* [EXERCISE DATA]
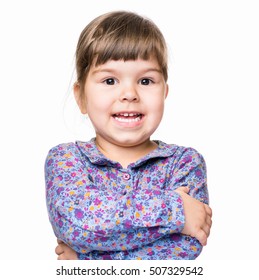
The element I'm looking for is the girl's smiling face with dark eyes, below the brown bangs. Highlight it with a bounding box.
[74,59,168,147]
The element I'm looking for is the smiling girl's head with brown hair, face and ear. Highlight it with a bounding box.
[74,12,168,151]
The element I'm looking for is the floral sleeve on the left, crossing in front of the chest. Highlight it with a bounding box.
[45,144,184,253]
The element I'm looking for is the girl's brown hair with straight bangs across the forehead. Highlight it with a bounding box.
[76,11,167,83]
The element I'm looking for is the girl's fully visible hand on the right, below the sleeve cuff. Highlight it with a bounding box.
[176,187,212,246]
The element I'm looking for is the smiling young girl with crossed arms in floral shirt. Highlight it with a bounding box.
[45,11,212,260]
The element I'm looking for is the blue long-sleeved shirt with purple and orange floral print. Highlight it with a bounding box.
[45,139,208,260]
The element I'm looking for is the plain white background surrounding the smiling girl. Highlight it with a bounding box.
[0,0,259,260]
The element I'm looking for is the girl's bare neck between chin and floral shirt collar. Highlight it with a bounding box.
[95,136,158,168]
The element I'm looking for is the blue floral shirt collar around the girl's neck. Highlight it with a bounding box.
[76,138,178,168]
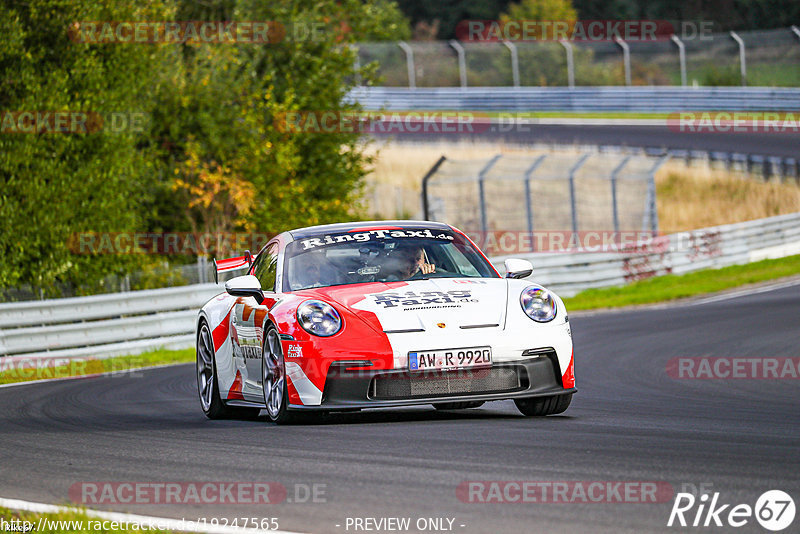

* [EXERCISE DIRECTIONS] Please write out every entry exactly, but skip the pictures.

* [REPLY TO THE TASK]
The element I'm looking for is the girl's smiling face with dark eyes, below the brown bangs. Highlight it with a bounding box.
[74,59,168,147]
The element I'm looking for is the smiling girl's head with brown hair, face and ear. Highlight it with a bounding box.
[74,12,168,151]
The element I'm looking for is the floral sleeve on the left, crossing in front of the chest. Highlight it with a bounding box.
[45,144,184,253]
The element I'm looking for is the girl's brown hair with straight bangs across the forehead. Highlight it with a bounding box.
[76,11,167,83]
The element I'm looking for is the girl's fully visible hand on the right, below the sleeve cuff. Highlight it with a bounding box.
[176,187,212,246]
The element I'm looking for is the smiling young girl with crossed arms in floral shirt. Highlight it with a bounding box.
[45,11,212,260]
The element I'm looking for is the blue long-sleeved shirt with purple and orange floral print. Highlight it with a bounding box.
[45,139,208,260]
The element I'm looking for is the plain white background surrounding the smiling girl. Highlight it with a bounding box.
[0,0,259,260]
The element I'm looking for is the girl's bare neck between chin and floral shirt collar. Highlight it with a bounding box.
[95,136,158,168]
The element I'm looking for is the blue floral shirt collar around the girl's neck. Highlight it with a bounding box.
[76,138,178,168]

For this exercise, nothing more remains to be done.